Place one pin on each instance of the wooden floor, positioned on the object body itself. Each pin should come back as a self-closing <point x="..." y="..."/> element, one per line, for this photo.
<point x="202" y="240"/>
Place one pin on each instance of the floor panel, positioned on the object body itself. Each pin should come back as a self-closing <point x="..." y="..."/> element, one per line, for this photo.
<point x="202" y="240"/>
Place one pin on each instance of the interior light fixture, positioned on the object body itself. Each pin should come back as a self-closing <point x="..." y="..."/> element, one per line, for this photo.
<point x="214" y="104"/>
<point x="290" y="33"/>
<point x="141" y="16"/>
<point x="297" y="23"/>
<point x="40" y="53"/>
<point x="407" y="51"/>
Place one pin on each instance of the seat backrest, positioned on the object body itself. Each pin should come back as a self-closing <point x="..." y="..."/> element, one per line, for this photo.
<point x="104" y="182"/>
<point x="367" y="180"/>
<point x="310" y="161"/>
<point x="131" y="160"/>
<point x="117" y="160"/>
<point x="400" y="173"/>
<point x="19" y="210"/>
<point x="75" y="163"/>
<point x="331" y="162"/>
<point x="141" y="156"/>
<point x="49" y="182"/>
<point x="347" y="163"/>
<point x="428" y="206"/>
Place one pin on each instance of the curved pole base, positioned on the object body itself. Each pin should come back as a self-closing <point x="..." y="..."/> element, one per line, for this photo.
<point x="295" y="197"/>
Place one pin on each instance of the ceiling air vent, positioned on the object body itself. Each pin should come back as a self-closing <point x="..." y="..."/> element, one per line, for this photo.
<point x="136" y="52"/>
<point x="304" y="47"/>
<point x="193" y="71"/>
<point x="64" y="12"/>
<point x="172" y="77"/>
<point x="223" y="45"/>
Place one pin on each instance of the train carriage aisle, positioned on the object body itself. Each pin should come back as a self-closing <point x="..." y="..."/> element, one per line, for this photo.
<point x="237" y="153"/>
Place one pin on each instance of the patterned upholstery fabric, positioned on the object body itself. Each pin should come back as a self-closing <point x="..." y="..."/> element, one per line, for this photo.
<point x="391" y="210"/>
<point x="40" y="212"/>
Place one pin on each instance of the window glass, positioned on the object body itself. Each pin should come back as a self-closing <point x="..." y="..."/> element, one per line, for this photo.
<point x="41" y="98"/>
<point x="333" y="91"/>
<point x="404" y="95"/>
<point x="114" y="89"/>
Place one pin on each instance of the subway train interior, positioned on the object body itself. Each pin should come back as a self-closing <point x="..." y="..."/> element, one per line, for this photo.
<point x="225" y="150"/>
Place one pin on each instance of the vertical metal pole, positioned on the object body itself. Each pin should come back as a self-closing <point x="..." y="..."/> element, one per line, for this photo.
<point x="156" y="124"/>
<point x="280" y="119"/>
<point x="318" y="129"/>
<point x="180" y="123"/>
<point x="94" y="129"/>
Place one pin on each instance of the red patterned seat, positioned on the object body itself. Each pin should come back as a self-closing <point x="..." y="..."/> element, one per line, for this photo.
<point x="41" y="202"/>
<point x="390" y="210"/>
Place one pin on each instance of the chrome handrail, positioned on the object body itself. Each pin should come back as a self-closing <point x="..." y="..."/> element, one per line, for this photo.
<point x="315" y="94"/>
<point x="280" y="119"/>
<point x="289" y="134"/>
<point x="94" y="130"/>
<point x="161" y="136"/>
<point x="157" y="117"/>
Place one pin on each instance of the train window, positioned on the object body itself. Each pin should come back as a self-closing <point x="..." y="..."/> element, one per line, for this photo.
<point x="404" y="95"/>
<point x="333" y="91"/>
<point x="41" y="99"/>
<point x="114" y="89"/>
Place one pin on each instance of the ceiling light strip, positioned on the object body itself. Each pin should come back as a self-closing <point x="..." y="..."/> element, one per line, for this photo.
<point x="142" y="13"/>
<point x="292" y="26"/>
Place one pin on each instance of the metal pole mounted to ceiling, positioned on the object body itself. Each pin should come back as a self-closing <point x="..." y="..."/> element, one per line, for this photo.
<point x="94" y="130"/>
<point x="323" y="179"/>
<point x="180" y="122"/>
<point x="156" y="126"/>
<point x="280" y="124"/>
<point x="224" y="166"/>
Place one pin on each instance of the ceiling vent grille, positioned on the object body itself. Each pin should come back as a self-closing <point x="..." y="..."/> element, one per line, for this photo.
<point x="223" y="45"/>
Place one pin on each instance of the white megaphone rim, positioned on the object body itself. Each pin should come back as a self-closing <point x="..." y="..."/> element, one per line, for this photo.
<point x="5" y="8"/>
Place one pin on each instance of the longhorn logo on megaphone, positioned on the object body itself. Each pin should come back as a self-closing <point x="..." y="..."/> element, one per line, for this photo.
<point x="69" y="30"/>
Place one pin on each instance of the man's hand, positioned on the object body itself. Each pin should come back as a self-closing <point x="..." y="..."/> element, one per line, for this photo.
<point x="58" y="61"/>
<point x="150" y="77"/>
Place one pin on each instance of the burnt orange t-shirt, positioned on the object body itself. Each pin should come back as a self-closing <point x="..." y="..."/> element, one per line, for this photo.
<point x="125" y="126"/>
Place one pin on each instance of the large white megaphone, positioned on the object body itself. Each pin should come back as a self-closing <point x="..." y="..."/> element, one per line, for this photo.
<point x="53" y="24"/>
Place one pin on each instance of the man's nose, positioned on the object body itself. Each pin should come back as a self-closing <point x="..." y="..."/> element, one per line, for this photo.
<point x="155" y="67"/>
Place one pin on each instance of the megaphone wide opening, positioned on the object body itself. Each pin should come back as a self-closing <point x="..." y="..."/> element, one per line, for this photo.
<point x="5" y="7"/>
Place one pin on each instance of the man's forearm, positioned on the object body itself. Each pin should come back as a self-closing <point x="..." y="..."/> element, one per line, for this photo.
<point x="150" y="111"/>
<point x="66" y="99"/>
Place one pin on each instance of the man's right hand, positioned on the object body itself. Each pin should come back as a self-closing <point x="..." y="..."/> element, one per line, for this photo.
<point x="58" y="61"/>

----

Please quote exactly the lines from the one containing "Place one pin on each instance of the man's forearm, positioned" through the last line of the records above, both included, and nothing else.

TASK RESPONSE:
Place one pin on each instance of the man's forearm, positioned on the object body itself. Each pin should come back as a self-closing <point x="..." y="..."/> element, one per line, for this photo.
<point x="150" y="111"/>
<point x="66" y="99"/>
Place one pin on each instance of the man's right hand, positioned on the object body itself. Each pin should come back as a self-closing <point x="..." y="..."/> element, one per line, for this photo.
<point x="58" y="61"/>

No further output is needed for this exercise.